■ **DATA ENTRIES**:
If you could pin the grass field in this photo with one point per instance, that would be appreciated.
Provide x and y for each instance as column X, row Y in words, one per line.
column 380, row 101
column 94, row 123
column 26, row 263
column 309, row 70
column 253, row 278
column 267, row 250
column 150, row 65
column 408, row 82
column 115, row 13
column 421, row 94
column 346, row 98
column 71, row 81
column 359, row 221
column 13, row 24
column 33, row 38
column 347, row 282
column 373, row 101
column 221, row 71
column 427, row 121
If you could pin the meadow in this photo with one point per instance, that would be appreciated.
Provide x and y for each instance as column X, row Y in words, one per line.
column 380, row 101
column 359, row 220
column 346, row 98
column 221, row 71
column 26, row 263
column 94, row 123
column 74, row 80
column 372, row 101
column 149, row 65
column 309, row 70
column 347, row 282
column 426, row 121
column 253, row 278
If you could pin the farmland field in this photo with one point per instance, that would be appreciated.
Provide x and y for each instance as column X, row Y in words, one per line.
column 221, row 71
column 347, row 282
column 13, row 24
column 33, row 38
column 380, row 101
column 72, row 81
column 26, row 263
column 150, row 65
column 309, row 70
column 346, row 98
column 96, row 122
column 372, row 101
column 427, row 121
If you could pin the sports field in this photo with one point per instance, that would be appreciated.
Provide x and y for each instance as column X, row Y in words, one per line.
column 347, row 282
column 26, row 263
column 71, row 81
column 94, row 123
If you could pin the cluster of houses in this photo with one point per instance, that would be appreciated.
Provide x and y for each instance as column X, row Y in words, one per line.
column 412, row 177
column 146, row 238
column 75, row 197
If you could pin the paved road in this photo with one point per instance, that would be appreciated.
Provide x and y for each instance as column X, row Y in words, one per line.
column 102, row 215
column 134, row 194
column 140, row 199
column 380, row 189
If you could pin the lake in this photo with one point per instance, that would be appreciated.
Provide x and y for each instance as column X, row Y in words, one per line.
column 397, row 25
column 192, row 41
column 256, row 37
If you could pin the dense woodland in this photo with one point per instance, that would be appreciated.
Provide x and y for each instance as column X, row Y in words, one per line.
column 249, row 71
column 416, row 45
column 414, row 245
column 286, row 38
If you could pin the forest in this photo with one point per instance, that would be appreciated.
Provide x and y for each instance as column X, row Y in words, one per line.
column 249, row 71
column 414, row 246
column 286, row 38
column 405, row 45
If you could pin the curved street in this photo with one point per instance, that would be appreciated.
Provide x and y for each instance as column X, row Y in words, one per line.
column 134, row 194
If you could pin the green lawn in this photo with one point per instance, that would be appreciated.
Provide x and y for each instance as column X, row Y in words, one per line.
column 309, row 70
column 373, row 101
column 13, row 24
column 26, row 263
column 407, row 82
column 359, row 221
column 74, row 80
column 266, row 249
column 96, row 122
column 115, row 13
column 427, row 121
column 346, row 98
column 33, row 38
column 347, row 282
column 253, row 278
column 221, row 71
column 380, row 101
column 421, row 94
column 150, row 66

--

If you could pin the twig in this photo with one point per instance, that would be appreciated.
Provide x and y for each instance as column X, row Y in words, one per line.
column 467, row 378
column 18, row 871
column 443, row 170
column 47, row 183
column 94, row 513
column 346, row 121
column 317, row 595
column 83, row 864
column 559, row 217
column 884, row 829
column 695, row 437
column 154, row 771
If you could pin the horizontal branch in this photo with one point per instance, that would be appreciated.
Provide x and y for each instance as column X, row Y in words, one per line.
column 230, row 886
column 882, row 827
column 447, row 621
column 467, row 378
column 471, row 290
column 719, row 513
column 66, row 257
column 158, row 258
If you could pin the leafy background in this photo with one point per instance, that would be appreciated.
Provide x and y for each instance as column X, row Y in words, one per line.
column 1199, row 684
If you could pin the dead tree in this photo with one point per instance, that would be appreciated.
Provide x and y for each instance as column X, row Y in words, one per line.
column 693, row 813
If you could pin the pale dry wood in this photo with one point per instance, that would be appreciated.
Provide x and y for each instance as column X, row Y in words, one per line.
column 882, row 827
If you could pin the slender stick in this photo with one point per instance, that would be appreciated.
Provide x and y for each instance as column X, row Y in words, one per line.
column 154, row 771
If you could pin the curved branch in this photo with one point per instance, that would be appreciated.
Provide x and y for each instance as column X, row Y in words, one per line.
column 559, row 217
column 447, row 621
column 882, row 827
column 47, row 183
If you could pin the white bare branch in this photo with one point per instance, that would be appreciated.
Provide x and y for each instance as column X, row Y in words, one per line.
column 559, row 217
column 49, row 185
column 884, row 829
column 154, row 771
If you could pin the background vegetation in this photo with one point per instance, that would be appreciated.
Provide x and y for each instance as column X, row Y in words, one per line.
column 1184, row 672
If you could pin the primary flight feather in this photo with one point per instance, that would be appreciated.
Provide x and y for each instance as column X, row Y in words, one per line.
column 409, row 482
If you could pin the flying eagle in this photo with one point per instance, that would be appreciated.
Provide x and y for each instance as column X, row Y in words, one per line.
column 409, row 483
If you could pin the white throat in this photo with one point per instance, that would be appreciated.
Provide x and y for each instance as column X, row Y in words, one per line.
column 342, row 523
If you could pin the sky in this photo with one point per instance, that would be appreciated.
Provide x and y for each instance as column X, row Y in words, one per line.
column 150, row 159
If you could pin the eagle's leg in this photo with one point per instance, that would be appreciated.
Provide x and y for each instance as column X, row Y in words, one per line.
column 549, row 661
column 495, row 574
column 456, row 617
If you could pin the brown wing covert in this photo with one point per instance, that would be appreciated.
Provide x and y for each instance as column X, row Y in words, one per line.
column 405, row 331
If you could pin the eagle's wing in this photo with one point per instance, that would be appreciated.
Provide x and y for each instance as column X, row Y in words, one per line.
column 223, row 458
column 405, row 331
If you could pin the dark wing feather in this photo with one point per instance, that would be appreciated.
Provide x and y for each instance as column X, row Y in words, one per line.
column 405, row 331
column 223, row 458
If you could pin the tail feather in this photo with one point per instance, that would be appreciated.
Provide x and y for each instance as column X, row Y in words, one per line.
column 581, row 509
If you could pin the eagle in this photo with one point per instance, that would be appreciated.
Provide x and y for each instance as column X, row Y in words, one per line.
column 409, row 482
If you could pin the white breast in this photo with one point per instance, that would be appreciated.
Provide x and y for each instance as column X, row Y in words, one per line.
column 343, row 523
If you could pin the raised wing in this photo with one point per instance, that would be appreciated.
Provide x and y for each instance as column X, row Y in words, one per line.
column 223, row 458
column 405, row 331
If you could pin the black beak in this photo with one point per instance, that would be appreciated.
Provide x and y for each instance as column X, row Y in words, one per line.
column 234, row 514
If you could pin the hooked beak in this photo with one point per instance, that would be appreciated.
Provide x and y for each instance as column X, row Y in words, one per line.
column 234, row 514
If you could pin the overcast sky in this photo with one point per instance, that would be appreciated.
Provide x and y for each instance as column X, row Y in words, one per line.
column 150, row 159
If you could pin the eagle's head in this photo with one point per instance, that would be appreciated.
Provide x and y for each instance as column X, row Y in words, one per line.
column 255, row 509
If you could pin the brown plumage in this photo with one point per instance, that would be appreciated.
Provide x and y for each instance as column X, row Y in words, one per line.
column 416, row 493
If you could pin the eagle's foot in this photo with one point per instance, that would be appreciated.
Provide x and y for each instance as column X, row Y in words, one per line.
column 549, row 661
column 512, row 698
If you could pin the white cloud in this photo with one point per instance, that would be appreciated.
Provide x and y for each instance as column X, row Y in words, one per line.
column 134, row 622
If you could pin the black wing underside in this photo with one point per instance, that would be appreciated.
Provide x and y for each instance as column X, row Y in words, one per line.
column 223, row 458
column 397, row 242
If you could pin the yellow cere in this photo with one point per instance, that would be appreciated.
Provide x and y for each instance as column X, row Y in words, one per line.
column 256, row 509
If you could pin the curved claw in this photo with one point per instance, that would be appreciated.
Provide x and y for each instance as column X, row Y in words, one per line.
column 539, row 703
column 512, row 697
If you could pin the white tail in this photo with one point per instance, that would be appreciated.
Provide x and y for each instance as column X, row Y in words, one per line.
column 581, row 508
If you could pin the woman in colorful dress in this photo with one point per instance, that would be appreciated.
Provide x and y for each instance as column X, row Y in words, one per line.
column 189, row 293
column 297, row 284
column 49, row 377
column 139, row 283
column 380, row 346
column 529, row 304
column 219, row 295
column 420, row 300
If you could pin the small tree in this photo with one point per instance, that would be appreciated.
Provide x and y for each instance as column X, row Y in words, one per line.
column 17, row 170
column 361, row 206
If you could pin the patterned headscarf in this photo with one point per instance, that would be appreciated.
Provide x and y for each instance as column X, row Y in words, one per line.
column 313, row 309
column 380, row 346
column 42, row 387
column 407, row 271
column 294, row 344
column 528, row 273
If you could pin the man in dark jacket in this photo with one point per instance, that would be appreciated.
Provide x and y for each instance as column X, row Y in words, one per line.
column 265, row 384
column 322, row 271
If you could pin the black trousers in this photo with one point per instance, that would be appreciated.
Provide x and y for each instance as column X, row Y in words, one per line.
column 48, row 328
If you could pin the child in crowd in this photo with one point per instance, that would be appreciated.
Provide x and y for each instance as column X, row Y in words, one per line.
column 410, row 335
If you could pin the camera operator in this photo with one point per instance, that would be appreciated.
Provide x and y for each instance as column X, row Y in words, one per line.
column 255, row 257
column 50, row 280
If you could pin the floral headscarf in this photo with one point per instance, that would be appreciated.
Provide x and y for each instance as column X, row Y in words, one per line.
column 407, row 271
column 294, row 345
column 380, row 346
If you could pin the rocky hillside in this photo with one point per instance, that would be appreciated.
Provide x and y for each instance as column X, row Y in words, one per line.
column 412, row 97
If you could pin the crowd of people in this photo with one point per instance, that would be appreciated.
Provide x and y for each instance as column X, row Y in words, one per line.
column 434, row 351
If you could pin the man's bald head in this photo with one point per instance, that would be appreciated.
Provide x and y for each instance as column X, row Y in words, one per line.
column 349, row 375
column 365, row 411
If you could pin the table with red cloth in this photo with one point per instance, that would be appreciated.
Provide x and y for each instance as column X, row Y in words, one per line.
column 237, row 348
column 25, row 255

--

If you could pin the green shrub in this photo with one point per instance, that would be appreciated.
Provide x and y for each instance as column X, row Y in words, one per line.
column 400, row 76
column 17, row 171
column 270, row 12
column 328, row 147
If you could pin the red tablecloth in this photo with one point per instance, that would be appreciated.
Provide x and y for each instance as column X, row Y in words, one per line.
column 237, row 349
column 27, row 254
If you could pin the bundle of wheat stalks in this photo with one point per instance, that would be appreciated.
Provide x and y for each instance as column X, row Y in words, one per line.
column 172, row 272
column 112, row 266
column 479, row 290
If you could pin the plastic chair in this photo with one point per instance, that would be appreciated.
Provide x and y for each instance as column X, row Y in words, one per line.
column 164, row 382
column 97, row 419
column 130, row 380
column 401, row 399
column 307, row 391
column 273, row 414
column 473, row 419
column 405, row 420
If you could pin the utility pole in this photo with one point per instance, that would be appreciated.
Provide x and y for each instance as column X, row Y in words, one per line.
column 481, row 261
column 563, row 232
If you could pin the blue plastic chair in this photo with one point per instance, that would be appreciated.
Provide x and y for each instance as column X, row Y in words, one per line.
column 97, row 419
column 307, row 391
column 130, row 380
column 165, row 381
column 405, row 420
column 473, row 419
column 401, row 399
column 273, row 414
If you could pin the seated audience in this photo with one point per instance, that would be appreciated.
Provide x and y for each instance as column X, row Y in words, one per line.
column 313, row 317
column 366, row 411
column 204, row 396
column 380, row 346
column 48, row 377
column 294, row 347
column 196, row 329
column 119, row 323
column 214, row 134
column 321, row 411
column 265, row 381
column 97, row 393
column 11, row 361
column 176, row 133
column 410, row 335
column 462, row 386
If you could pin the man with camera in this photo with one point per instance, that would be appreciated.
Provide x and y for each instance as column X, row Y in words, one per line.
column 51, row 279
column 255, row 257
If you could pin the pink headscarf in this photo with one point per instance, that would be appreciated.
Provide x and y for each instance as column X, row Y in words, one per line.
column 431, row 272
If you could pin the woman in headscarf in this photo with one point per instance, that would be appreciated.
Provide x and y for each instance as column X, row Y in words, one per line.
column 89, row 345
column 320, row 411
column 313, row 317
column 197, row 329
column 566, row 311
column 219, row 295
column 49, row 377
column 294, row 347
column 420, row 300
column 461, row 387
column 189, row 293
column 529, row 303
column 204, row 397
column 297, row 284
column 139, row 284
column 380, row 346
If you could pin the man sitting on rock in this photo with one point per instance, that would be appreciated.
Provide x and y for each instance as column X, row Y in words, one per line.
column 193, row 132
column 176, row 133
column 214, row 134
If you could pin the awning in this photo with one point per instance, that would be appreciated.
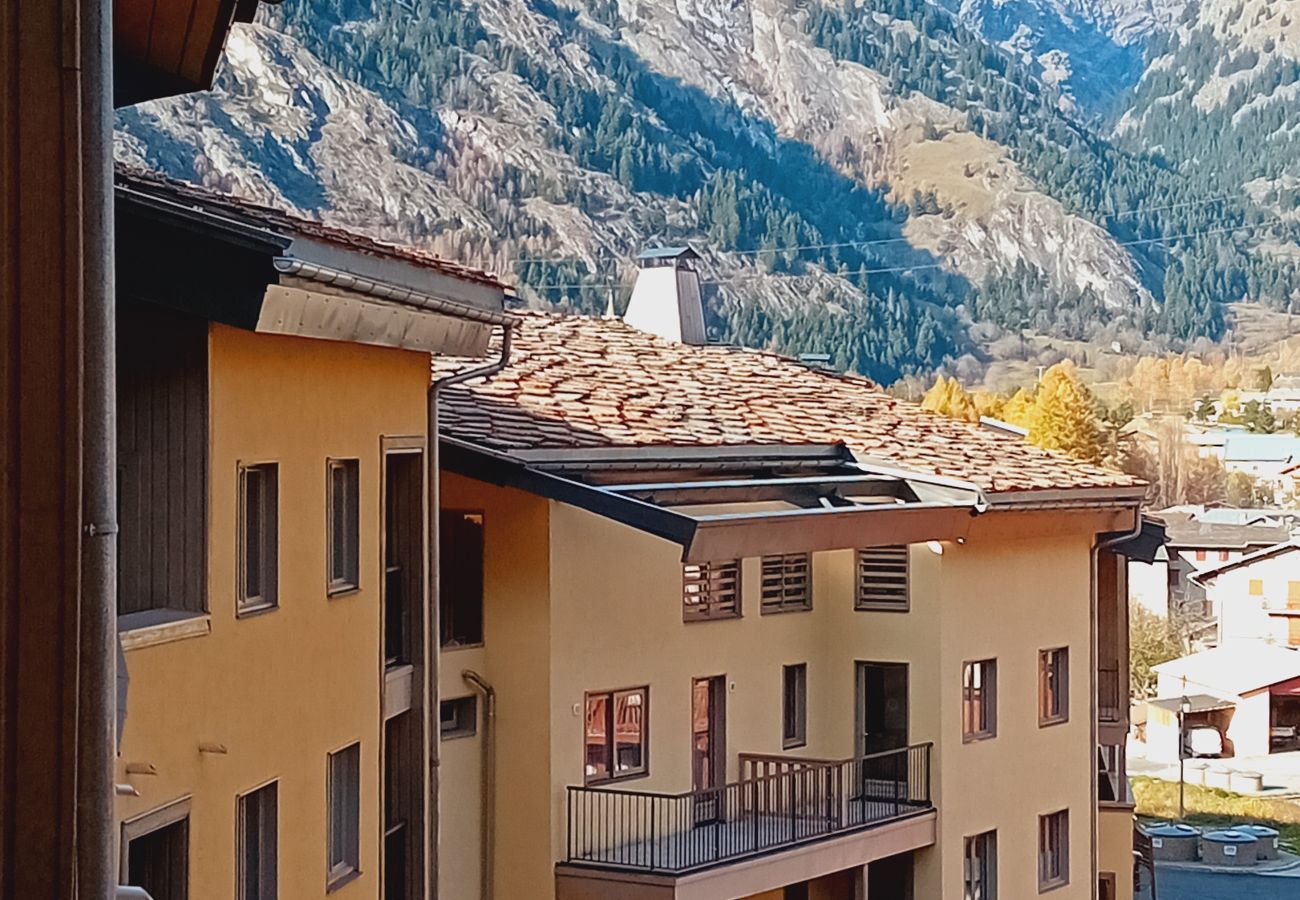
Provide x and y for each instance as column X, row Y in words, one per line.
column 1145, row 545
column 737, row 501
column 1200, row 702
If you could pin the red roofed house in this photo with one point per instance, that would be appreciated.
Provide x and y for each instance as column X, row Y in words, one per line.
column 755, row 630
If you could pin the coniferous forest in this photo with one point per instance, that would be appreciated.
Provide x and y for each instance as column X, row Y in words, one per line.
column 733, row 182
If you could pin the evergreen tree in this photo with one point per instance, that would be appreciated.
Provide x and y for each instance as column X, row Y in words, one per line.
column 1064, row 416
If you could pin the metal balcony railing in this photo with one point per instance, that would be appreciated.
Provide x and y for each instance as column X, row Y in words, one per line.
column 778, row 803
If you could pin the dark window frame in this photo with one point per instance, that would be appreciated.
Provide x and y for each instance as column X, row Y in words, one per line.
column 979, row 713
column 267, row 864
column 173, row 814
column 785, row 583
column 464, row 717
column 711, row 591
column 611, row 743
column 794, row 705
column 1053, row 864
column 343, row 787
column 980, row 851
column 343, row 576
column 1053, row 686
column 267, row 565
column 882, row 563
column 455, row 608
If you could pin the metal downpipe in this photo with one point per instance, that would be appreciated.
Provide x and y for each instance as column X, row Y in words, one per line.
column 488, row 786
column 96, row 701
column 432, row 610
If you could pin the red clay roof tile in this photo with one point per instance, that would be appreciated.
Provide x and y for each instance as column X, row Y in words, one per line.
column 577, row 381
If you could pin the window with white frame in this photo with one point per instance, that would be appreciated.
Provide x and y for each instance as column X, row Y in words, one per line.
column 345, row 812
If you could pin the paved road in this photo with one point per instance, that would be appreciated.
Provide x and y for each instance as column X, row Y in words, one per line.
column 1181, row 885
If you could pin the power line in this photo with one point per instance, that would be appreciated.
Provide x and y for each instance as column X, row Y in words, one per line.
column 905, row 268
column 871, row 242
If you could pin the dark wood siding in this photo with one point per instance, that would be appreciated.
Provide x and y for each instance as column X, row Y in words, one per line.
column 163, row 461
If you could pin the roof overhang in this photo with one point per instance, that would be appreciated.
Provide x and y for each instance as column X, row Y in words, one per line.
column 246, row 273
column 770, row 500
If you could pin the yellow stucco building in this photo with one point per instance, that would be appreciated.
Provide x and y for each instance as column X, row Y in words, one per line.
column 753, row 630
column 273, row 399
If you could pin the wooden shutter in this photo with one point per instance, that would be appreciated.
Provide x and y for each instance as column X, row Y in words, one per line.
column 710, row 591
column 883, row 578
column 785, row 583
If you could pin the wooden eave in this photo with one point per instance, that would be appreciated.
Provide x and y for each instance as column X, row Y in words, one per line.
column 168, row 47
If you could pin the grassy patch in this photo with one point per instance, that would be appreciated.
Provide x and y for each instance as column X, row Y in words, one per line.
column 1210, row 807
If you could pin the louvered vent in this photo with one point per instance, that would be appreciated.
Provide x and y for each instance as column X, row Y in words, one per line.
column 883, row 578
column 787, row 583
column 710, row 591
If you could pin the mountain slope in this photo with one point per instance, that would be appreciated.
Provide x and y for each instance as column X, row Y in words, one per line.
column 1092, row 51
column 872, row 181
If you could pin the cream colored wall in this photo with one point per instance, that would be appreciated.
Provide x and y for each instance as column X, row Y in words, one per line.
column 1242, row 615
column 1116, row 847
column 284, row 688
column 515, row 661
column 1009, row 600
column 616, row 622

■ **DIRECTIVE**:
Render the lines as a Markdown table with the columns Row and Line, starting with the line that contains "If you could pin the forest" and going on through the line that contains "column 150, row 66". Number each row and leave out any blank lines.

■ **TASK ANSWER**:
| Row | Line |
|---|---|
| 1 | If you could pin the forest in this photo with one point per instance, that would be appreciated. |
| 2 | Provide x and y for each instance as column X, row Y in words, one per line. |
| 3 | column 249, row 71 |
| 4 | column 414, row 246 |
| 5 | column 286, row 38 |
| 6 | column 405, row 45 |
| 7 | If you could pin the curved street in this photo with one point per instance, that would be appreciated. |
| 8 | Provide x and y for each instance as column X, row Y in words, one per line. |
| 9 | column 134, row 194 |
| 10 | If you could pin the green lawn in this photo with one point per instance, that would be appreciated. |
| 11 | Provide x and y for each instance as column X, row Y in words, one per line. |
| 12 | column 309, row 70 |
| 13 | column 373, row 101 |
| 14 | column 13, row 24 |
| 15 | column 26, row 263 |
| 16 | column 407, row 82 |
| 17 | column 359, row 221 |
| 18 | column 74, row 80 |
| 19 | column 266, row 249 |
| 20 | column 96, row 122 |
| 21 | column 115, row 13 |
| 22 | column 427, row 121 |
| 23 | column 346, row 98 |
| 24 | column 33, row 38 |
| 25 | column 347, row 282 |
| 26 | column 253, row 278 |
| 27 | column 221, row 71 |
| 28 | column 380, row 101 |
| 29 | column 421, row 94 |
| 30 | column 150, row 66 |